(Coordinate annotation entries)
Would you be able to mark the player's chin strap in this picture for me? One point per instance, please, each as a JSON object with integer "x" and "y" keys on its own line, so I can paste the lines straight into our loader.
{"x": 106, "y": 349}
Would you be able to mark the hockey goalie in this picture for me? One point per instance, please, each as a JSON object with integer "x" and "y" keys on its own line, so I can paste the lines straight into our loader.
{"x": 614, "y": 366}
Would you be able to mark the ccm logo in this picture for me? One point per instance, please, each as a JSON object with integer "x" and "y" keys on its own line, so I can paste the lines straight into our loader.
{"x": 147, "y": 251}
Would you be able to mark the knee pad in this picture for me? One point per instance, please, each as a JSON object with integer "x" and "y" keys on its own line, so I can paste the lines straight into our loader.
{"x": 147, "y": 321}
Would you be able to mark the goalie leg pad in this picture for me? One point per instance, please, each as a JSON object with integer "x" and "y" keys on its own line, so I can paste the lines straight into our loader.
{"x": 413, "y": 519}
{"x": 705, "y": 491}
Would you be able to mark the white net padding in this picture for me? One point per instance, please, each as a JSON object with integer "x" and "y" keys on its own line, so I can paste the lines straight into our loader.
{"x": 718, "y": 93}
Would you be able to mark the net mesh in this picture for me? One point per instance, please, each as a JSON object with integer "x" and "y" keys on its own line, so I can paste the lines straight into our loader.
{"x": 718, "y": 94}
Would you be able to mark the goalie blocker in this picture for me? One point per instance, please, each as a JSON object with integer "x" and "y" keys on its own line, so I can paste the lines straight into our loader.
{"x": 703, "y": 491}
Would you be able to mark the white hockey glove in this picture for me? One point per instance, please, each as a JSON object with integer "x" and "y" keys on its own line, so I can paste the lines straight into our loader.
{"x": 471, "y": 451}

* Problem to work on *
Retype all of the records above word for word, with nothing changed.

* Task output *
Would you be able to mark the player's chin strap in this picture for me? One point per instance, please, each as a JSON object with integer "x" and "y" keys on its own line, so I can paste the lines straight into our loader.
{"x": 106, "y": 349}
Would you be able to mark the hockey goalie in this picture for me? One point per instance, please, each as a JSON object with integer "x" and "y" keys on its own line, so I can paste the lines straight into our loader.
{"x": 614, "y": 366}
Would you be able to mark the ccm logo in this picture for me? One point per instance, please, each as a JSON object with integer "x" and "y" keys on its own line, so I can paste the lines straight into our loader.
{"x": 147, "y": 251}
Would you be able to mark the knee pad in this picture for me? One point per instance, please, each as a JSON object with integer "x" and "y" keys on its own line, so I can paste the lines straight into our loader.
{"x": 147, "y": 321}
Would you be able to mark the goalie leg pad in this picture for me? One point per instance, please, each as a JSON object with integer "x" and "y" keys on its own line, so I can paste the lines straight into our loader.
{"x": 413, "y": 519}
{"x": 705, "y": 491}
Would you be able to mark the white net padding in this picture for me? One point per instance, please, each as a JSON object with integer "x" and "y" keys on its own line, so I can paste the lines straight into our loader.
{"x": 718, "y": 93}
Would you be able to mark the net mesh in this picture for me? One point per instance, please, each as a JSON object with integer "x" and "y" keys on its own line, so I can paste the lines straight into our loader.
{"x": 718, "y": 94}
Would you be able to mark the goalie blocker in this picture for me? One point per instance, please, each as a JSON object with integer "x" and "y" keys on its own line, so I can paste the lines straight into our loader.
{"x": 703, "y": 491}
Would you be able to mark the white hockey glove in this picture for me? One point per instance, please, each as a JSON object with integer "x" and "y" keys on its own line, so I can paste the lines straight into our loader.
{"x": 471, "y": 451}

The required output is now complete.